===== DOCUMENT PASSAGE =====
As always, I will avoid going into describing the synopsis of the book, you can read that up there ^. Instead, I will go straight into my review. Since this is the 3rd book of a trilogy, I will assume that whoever reads this has already read the previous 2 books. Quick summary?: If you liked the first 2 books, then you know that you need to read the last one!! There are of course some changes compared to the previous two as both Lawrence and his main character grow and mature but it is definitely a very good finale of an amazing trilogy and well worth reading!

In my e-book version, the book had 392 pages. It contained 54 chapter (+prologue) which were rather short (ranging from 5 to 20 pages long) and easy to read, usually ending in some short of tiny cliff-hanger that made this book a page-turner. There was no map included but that seems reasonable considering the actual localization of the whole series. Lawrence also decided to include a “the story so far” chapter at the beginning to help readers’ memories with important events and an “afterthought” chapter at the end with some comments on the series. I found both of those extremely interesting and useful and I wish more authors did the same.
===== INFORMATION =====
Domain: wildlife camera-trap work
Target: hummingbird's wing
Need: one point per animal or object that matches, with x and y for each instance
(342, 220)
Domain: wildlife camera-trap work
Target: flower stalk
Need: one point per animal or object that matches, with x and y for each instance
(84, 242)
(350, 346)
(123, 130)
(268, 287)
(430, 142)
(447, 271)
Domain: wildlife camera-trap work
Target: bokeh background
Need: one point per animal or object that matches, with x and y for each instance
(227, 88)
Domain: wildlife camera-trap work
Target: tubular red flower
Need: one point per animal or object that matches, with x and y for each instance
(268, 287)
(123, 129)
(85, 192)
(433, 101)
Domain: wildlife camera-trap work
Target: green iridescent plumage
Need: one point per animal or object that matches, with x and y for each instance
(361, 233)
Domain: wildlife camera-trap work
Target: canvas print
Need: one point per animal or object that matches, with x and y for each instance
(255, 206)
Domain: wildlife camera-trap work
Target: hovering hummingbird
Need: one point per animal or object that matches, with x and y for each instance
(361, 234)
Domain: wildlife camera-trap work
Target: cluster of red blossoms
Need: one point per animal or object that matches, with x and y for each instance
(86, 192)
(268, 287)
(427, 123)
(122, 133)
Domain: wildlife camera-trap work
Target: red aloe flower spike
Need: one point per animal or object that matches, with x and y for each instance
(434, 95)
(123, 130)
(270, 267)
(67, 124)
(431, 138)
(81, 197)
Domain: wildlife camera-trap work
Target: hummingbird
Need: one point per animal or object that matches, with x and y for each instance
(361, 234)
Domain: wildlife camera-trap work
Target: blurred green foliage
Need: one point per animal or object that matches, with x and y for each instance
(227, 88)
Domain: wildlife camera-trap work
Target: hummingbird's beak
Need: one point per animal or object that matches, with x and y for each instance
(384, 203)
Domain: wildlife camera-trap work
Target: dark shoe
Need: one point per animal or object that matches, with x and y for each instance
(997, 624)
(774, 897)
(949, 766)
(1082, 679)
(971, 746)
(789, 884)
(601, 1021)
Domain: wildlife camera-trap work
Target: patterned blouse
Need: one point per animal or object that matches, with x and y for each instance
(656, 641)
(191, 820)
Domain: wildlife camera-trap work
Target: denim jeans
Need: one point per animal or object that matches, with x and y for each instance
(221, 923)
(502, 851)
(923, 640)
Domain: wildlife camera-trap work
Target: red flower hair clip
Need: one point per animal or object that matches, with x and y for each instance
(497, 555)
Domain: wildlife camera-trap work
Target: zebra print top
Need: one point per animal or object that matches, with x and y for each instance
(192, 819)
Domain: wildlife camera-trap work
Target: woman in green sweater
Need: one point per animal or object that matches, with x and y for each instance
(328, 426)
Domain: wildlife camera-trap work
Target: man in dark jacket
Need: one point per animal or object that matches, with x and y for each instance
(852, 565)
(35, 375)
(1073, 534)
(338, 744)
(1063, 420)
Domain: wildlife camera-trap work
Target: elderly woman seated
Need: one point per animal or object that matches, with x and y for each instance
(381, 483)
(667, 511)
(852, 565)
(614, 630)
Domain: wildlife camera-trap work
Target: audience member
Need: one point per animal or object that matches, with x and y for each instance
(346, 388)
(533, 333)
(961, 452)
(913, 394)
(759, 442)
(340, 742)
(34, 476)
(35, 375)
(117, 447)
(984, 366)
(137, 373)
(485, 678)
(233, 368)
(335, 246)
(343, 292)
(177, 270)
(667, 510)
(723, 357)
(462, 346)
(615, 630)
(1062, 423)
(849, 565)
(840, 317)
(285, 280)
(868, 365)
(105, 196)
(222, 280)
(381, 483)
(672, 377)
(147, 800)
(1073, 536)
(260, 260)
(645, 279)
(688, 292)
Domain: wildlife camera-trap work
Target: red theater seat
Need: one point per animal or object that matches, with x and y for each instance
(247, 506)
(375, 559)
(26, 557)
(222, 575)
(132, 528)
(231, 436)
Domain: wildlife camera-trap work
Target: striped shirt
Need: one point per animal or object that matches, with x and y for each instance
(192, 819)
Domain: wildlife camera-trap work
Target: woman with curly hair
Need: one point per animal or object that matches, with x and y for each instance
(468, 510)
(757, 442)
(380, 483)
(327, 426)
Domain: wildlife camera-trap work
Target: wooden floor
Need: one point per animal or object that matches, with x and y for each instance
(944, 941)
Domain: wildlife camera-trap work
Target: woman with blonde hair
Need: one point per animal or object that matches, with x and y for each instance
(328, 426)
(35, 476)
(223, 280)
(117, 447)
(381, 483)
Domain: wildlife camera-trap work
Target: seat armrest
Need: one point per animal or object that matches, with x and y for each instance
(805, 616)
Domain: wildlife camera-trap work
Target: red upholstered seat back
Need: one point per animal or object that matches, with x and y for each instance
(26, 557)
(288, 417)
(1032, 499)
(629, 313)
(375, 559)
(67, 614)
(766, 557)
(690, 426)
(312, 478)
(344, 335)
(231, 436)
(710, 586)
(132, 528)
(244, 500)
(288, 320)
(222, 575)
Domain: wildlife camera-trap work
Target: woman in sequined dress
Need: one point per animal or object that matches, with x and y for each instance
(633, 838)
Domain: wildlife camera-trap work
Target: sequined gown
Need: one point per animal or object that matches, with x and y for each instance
=====
→ **TASK 1**
Retype the book review, everything from "In my e-book" down to "did the same.".
→ **TASK 2**
Rewrite the book review's paragraph beginning "In my e-book version" as a short bulleted list that keeps its main facts.
→ **TASK 3**
List every part that the book review says the e-book contained in addition to its 54 regular chapters.
Answer from the text alone.

→ **TASK OUTPUT 1**
In my e-book version, the book had 392 pages. It contained 54 chapter (+prologue) which were rather short (ranging from 5 to 20 pages long) and easy to read, usually ending in some short of tiny cliff-hanger that made this book a page-turner. There was no map included but that seems reasonable considering the actual localization of the whole series. Lawrence also decided to include a “the story so far” chapter at the beginning to help readers’ memories with important events and an “afterthought” chapter at the end with some comments on the series. I found both of those extremely interesting and useful and I wish more authors did the same.

→ **TASK OUTPUT 2**
- The e-book version had 392 pages.
- It had 54 chapters plus a prologue. The chapters were short (5 to 20 pages), easy to read, and usually ended in a small cliff-hanger.
- No map was included, which the reviewer finds reasonable given where the series is set.
- A "the story so far" chapter at the beginning recaps important events.
- An "afterthought" chapter at the end offers comments on the series.
- The reviewer found both chapters extremely interesting and useful and wishes more authors included them.

→ **TASK OUTPUT 3**
- Prologue
- "The story so far" chapter
- "Afterthought" chapter